EXERCISE GOAL: Tallying with case counted, how many lines of the records below contain the string "padding"? Reply with the number only.

** START OF RECORDS TO USE **

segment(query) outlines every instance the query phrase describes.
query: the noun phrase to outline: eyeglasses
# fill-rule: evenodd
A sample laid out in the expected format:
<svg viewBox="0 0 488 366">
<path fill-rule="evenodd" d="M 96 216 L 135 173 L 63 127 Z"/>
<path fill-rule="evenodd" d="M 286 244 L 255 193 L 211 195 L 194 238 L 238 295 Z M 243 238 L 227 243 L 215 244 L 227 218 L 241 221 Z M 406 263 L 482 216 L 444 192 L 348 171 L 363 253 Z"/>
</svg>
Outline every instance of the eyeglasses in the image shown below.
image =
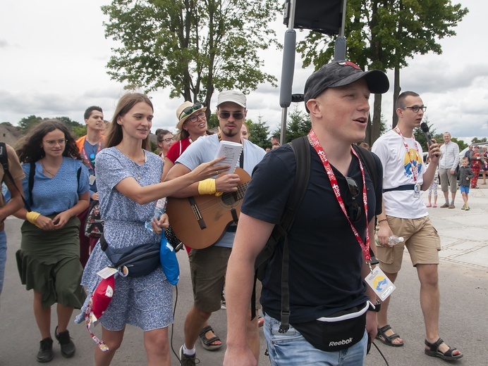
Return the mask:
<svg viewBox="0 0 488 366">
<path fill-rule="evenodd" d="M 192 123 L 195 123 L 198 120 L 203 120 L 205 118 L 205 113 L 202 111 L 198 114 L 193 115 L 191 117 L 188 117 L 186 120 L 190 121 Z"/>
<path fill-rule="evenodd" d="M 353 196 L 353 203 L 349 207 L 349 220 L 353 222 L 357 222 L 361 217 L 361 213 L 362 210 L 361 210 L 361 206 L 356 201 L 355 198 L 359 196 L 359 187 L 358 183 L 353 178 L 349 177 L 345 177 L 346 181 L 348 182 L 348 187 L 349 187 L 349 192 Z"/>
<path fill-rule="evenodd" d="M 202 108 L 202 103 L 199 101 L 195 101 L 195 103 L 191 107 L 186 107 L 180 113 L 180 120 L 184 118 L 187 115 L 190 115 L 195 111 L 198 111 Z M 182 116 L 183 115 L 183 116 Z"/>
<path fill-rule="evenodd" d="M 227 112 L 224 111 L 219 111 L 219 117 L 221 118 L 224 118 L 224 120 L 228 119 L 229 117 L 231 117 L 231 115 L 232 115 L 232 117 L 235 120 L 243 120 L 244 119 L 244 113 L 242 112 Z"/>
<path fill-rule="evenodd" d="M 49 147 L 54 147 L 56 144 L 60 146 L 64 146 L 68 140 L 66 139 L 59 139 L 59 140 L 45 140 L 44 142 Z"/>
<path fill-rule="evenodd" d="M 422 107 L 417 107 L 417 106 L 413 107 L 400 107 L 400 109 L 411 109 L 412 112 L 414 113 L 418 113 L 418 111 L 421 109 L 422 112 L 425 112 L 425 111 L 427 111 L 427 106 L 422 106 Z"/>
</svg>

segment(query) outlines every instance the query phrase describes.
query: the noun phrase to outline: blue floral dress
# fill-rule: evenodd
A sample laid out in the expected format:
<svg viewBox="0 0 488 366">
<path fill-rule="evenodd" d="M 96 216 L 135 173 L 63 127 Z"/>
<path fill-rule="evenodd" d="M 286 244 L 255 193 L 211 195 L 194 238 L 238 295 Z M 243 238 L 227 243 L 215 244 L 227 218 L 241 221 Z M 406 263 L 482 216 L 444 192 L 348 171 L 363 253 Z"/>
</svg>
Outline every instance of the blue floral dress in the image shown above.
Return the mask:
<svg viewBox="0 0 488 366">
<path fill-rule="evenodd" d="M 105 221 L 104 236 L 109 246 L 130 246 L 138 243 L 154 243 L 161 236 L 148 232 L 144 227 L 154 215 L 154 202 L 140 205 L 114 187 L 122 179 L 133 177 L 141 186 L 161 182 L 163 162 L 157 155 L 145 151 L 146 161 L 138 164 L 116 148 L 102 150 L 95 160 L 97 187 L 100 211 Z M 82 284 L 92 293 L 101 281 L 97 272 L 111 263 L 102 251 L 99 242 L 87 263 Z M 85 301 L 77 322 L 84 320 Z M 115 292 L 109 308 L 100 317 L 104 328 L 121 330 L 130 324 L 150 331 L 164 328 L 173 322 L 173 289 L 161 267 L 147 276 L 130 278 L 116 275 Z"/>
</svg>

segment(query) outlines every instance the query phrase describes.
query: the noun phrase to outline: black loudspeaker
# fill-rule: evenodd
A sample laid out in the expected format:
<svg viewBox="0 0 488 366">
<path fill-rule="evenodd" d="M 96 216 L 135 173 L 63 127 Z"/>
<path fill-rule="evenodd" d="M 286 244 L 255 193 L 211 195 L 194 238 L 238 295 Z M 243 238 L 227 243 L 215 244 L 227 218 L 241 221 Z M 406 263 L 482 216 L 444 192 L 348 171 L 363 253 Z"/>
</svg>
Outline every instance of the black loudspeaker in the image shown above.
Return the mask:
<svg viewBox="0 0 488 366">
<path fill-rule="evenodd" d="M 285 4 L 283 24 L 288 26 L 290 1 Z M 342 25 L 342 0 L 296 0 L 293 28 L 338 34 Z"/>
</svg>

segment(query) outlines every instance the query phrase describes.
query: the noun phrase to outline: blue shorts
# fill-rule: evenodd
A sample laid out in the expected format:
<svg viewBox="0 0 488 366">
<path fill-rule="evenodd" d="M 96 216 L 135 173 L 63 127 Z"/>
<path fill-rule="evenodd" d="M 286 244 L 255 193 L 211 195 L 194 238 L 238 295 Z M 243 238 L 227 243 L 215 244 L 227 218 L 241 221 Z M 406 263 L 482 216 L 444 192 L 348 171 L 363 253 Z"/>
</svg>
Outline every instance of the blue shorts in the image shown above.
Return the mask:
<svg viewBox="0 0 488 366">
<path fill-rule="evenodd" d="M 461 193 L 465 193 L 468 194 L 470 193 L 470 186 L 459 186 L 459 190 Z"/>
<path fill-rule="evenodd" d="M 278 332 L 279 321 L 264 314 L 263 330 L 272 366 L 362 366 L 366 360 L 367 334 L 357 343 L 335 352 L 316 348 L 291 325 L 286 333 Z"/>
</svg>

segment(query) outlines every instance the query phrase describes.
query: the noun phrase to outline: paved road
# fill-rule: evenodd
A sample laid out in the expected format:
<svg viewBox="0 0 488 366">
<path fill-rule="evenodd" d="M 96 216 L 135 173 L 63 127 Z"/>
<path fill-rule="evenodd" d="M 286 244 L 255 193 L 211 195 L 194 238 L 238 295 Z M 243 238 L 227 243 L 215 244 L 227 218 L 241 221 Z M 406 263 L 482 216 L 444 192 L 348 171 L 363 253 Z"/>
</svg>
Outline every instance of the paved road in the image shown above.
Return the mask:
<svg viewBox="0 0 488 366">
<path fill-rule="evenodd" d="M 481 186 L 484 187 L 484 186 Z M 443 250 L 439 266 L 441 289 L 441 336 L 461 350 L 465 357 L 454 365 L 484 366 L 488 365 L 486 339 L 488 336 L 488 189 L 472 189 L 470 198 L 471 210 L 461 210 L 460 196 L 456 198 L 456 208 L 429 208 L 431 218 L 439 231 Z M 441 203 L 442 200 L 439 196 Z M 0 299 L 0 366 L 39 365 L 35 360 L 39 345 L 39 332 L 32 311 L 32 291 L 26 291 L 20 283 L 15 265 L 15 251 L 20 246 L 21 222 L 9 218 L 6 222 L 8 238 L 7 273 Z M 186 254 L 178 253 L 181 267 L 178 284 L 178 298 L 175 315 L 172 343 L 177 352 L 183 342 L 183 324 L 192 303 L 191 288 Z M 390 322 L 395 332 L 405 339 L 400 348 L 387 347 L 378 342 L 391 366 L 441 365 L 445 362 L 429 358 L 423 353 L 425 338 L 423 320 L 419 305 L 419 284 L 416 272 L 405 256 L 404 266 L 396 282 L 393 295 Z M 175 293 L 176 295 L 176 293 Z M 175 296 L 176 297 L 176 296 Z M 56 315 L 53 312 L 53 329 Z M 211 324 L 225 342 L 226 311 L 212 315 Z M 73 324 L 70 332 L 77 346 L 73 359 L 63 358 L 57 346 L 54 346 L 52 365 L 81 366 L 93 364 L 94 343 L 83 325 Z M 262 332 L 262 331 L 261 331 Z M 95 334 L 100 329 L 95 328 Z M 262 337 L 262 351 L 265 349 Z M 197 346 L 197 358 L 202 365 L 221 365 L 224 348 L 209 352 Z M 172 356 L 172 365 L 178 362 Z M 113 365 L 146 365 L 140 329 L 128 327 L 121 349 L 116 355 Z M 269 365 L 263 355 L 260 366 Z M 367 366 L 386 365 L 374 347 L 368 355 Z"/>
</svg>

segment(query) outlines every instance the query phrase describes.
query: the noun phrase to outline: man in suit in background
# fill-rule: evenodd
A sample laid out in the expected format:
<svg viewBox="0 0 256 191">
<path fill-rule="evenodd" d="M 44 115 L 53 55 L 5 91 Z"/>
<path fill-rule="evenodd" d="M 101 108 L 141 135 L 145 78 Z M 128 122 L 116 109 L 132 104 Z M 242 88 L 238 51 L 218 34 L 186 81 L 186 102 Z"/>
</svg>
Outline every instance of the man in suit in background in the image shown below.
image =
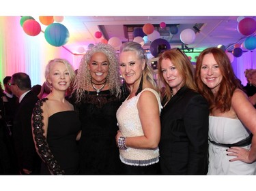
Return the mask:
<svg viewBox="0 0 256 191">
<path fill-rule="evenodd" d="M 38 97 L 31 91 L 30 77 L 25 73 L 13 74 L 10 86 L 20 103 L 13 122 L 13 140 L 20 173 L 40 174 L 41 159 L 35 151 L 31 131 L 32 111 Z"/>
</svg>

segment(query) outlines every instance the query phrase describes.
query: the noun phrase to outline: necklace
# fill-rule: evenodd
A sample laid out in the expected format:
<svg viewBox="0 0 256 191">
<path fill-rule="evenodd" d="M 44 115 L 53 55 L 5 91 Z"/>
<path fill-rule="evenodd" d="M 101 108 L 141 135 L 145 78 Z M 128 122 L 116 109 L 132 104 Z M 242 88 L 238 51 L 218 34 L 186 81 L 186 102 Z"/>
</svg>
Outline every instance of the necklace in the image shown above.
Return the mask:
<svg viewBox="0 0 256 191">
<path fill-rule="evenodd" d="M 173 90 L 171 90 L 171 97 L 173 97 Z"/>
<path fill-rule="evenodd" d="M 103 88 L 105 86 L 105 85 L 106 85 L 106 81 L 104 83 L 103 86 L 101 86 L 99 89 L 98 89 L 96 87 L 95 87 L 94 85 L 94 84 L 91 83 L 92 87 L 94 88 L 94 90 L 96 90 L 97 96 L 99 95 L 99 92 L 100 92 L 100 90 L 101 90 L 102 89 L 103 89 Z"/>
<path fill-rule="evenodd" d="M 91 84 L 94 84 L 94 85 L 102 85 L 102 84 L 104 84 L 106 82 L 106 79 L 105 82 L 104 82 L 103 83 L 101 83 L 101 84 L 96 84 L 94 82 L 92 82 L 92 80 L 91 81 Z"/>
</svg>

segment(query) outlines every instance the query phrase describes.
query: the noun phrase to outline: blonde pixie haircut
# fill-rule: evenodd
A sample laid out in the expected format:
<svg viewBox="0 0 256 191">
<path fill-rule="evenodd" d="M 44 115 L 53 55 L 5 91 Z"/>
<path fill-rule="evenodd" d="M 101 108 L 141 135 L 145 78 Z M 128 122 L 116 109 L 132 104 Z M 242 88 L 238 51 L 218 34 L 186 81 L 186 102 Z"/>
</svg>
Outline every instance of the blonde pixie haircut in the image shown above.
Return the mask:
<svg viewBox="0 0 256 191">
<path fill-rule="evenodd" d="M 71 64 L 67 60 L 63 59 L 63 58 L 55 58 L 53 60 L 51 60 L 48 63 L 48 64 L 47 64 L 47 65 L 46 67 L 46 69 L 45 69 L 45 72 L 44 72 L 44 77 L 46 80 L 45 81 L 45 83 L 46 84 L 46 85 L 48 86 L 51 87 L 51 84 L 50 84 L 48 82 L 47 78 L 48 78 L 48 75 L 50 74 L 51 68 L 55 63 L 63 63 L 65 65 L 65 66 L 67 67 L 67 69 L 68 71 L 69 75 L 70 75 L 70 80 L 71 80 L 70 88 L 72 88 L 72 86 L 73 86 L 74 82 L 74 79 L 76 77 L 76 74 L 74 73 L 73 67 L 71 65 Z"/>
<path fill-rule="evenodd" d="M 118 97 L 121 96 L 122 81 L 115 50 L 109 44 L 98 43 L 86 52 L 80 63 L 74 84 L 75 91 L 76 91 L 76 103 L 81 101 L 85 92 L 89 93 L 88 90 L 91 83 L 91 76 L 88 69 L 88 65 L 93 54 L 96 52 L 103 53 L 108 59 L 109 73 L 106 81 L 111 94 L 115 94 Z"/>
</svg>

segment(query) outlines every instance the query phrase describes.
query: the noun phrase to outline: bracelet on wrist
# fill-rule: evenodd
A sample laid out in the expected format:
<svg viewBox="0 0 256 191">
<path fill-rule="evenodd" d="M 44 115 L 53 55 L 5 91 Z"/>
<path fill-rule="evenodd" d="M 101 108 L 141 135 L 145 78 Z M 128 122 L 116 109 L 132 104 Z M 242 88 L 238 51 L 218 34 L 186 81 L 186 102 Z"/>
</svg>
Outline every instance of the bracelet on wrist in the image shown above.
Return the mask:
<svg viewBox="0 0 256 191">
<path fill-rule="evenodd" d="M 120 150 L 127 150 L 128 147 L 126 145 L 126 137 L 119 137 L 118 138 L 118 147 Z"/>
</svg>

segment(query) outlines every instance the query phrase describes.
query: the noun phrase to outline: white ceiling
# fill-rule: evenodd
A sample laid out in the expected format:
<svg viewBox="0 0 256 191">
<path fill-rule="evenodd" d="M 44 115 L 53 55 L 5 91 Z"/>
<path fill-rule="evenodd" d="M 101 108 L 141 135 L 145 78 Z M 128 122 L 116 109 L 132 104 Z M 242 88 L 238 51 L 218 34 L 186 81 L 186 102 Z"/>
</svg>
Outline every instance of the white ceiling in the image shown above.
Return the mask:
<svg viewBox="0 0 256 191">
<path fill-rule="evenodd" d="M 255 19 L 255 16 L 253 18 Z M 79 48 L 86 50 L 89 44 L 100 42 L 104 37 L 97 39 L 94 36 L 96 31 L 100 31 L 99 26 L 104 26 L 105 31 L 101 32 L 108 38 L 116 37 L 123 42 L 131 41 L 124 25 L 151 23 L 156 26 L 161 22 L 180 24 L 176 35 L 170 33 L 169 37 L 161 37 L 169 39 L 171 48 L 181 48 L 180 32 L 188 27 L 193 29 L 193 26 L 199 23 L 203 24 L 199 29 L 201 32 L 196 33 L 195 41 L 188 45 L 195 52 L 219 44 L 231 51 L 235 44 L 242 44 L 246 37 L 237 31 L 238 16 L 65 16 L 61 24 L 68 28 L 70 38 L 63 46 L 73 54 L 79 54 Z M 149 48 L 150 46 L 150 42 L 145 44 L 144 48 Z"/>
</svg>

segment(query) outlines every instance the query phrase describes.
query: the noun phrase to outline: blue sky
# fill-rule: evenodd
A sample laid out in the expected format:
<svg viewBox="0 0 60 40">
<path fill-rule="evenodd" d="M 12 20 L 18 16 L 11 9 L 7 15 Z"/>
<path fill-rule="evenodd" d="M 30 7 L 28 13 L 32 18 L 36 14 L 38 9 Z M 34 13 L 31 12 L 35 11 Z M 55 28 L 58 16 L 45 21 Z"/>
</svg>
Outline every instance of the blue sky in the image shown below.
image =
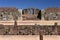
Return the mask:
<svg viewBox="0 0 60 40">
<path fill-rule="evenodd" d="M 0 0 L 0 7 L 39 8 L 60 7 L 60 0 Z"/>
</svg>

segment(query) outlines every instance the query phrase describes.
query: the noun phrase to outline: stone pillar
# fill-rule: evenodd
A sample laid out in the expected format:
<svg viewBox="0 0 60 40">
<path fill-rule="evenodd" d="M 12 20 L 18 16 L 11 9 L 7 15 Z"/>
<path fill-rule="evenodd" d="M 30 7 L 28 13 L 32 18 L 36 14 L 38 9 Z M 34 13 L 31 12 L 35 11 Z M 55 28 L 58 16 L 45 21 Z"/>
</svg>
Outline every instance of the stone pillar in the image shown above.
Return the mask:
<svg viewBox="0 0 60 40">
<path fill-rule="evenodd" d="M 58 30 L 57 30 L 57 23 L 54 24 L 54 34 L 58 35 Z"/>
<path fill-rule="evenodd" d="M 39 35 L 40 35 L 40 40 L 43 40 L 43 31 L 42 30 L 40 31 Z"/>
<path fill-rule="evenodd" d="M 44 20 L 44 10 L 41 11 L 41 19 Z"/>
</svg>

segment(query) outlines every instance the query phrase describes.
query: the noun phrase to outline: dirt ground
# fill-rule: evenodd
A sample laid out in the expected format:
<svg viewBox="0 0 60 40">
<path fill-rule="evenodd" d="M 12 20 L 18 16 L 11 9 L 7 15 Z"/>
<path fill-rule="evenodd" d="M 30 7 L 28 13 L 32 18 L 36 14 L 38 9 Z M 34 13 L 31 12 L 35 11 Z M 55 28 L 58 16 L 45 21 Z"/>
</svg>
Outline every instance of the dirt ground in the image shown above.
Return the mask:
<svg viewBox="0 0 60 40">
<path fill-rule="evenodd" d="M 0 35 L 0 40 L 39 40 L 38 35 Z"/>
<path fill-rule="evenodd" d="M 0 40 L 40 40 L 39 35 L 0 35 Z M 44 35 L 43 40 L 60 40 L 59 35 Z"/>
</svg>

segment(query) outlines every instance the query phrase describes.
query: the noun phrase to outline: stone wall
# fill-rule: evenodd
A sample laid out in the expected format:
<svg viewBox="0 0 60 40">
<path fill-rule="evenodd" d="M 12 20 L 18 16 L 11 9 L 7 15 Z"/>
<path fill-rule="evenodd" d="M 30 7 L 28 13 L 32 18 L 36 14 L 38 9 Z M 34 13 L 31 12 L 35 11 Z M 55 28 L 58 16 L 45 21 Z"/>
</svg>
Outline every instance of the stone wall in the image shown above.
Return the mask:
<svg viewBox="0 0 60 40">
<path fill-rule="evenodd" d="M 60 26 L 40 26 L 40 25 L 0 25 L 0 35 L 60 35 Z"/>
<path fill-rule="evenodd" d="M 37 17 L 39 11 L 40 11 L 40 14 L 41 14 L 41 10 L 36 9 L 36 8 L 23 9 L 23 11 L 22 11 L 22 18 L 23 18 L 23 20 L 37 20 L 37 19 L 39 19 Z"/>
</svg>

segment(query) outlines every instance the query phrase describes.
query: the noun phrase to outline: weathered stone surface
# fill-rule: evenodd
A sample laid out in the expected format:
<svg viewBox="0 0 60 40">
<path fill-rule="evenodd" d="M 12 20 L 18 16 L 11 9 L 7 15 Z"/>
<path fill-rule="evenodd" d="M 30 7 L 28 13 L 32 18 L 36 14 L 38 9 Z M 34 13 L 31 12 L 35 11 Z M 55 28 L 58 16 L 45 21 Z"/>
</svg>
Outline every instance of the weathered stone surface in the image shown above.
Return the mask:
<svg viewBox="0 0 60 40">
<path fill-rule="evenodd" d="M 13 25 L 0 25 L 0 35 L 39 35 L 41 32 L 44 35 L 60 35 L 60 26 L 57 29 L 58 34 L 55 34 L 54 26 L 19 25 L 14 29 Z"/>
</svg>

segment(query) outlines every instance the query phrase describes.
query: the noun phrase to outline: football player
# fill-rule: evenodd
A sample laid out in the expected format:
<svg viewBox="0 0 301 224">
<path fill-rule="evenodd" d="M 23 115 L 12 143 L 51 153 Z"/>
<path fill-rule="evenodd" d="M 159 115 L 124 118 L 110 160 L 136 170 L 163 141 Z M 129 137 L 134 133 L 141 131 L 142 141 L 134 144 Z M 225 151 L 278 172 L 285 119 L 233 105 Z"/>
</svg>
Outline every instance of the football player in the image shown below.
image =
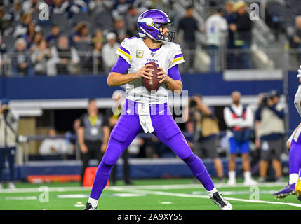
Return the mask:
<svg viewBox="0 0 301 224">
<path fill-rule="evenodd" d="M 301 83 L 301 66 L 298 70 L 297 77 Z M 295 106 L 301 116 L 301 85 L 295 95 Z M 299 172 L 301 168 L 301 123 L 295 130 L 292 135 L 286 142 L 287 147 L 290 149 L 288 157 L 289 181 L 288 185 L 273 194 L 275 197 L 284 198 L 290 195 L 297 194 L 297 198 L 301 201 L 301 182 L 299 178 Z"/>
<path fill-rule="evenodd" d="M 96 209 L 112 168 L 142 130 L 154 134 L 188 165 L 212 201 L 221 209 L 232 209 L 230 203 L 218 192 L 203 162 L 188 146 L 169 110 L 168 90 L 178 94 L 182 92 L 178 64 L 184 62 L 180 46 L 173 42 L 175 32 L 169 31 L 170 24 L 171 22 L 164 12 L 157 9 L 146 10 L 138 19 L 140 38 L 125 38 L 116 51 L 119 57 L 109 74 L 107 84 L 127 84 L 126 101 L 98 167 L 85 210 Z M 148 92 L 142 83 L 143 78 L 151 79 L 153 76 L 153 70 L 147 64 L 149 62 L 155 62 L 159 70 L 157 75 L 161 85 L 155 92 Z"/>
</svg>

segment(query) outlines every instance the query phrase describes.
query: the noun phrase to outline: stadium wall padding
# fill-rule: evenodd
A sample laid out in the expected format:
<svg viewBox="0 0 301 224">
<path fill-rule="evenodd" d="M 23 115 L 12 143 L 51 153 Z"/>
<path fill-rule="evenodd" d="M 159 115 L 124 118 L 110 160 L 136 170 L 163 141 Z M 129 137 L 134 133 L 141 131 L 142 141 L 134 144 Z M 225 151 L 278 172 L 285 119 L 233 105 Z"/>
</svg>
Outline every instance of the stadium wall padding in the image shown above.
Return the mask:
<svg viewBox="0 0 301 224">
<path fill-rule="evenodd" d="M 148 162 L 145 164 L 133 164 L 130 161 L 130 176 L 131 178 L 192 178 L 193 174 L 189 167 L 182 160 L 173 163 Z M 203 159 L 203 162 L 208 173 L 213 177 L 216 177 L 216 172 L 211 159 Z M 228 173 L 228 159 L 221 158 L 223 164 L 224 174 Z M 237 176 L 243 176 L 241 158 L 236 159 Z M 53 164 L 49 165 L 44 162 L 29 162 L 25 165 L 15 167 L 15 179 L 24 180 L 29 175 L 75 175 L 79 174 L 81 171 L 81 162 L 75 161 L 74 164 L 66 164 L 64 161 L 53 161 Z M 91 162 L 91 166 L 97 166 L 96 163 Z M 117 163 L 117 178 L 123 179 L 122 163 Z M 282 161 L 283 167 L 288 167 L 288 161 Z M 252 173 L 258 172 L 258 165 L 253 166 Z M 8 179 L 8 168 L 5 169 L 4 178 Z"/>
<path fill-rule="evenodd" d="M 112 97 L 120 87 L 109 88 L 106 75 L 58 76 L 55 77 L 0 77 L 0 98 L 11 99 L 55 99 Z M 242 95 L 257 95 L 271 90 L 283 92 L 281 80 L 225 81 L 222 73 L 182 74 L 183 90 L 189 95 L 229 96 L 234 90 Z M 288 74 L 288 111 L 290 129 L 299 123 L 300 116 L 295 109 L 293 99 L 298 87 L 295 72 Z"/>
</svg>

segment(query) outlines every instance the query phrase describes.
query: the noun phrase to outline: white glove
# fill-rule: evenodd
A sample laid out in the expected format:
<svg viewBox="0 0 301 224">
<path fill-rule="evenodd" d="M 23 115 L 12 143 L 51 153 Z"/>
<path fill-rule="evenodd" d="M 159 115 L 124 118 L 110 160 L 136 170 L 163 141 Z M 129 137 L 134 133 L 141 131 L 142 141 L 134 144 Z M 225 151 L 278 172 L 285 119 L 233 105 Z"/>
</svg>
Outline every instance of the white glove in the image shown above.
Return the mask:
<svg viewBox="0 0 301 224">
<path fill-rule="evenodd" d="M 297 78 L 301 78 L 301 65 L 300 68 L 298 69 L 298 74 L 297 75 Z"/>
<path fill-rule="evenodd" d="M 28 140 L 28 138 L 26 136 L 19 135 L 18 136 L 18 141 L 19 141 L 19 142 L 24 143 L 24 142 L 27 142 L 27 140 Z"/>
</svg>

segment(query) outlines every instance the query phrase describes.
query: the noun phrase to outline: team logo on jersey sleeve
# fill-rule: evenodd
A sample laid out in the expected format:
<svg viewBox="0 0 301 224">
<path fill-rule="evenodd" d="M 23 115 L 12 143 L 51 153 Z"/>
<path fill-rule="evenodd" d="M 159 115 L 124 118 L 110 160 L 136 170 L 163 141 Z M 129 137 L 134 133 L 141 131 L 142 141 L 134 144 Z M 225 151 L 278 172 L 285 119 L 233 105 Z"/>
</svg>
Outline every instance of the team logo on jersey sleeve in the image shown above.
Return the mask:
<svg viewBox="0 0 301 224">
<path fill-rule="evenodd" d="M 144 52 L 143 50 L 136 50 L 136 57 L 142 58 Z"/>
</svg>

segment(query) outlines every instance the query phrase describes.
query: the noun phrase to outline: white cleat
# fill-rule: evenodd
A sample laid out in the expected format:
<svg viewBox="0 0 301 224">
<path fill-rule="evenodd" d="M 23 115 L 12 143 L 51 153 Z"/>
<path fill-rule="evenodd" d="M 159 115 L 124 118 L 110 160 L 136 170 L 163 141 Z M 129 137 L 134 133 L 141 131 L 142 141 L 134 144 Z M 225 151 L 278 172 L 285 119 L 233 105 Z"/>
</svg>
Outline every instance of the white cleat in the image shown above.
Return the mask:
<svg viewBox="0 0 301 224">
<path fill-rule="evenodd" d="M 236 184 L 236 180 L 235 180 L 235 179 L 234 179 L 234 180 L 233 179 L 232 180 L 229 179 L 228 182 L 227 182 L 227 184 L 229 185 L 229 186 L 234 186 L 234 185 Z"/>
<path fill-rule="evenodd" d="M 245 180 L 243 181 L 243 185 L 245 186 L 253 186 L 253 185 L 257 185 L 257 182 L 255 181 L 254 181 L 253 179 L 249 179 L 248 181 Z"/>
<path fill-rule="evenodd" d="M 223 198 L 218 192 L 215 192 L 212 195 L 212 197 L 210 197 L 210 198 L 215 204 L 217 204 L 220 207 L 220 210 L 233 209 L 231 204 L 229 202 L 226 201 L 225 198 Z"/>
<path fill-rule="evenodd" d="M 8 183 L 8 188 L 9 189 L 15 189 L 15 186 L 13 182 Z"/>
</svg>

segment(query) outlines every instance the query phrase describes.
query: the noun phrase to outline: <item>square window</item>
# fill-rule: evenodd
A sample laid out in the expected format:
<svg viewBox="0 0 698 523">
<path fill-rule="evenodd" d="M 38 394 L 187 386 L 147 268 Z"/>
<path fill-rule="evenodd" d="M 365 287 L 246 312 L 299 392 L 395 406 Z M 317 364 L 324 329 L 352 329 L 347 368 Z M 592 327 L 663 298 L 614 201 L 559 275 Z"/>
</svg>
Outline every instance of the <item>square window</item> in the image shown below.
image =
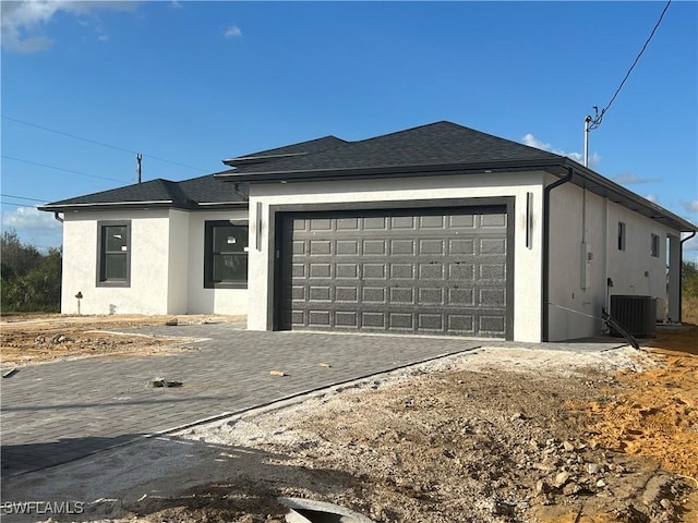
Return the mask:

** END OF RECORDS TO USE **

WORKED SOLUTION: 2